### REQUIRED ACTION 1
In the passage on Andreani's chiaroscuro woodcut, whose court was Andreani working at in the year the woodcut is dated?
### REQUIRED ACTION 2
Extend the passage on Andreani's chiaroscuro woodcut by writing what follows its last sentence.

### EXCERPTED PASSAGE
****

The present large and elegant chiaroscuro woodcut by the Mantuan woodcutter Andrea Andreani is based on a design made by Raffaellino (Motta) da Reggio, a mannerist Emilian painter who died in 1578, seven year before the print was published.
The woodcut is dated 1585, when Andreani lived in Florence and worked at the Court of Duke Francesco de' Medici, before he moved to Siena. The relationship between Andreani and Raffaellino is not documented. Andreani may have met the artist in Rome or been given or shown the drawing by one of his patrons.
Raffaellino was not new to printmaking: his works were translated into woodcuts and engravings by other printmakers, including Diana Ghisi. His tonal, luminous works, with a skilfull use of chiaroscuro and bright effects, were attractive for chiaroscuro woodcutters like Andreani.

****

### DATASET
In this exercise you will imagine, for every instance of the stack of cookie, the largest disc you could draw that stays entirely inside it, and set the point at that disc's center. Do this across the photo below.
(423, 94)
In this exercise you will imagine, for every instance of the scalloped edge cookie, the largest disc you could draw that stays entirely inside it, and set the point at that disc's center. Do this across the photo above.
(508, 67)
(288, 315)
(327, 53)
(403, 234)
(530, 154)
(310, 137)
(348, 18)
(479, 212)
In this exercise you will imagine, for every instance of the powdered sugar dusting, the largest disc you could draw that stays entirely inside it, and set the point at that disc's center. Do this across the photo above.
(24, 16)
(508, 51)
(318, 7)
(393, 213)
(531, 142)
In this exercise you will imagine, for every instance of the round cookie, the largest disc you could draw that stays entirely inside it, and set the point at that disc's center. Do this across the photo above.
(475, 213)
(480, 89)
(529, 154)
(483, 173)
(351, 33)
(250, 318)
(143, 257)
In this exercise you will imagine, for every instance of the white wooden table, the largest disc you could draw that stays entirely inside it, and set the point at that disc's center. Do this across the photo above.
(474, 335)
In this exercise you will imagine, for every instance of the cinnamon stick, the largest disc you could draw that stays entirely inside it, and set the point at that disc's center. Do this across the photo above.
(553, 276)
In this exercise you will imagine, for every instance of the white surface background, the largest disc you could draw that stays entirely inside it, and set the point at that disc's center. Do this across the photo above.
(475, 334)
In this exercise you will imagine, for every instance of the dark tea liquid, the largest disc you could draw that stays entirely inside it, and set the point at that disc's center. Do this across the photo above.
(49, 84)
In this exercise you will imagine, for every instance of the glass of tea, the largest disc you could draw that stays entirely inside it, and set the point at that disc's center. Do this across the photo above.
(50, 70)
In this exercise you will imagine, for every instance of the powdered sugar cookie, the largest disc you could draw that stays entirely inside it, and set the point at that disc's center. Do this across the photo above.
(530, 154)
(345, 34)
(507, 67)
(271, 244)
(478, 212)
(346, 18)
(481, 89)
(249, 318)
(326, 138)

****

### ANSWER 1
The Court of Duke Francesco de' Medici in Florence.

### ANSWER 2
The development of the composition is documented in four different drawings: a highly finished pen, brown ink and wash drawing in the Uffizi (inv. no. 914s), two intermediary drawings at Louvre and Chatsworth and a small study for the head of Nicodemus, in black and red crayon, in the Collection Ubaldini in Urbania's Municipal Library (see M. Cellini, Disegni della Biblioteca Comunale di Urbania - La Collezione Ubaldini, 1999, Milano, Vol. II, no. 588, p. 429).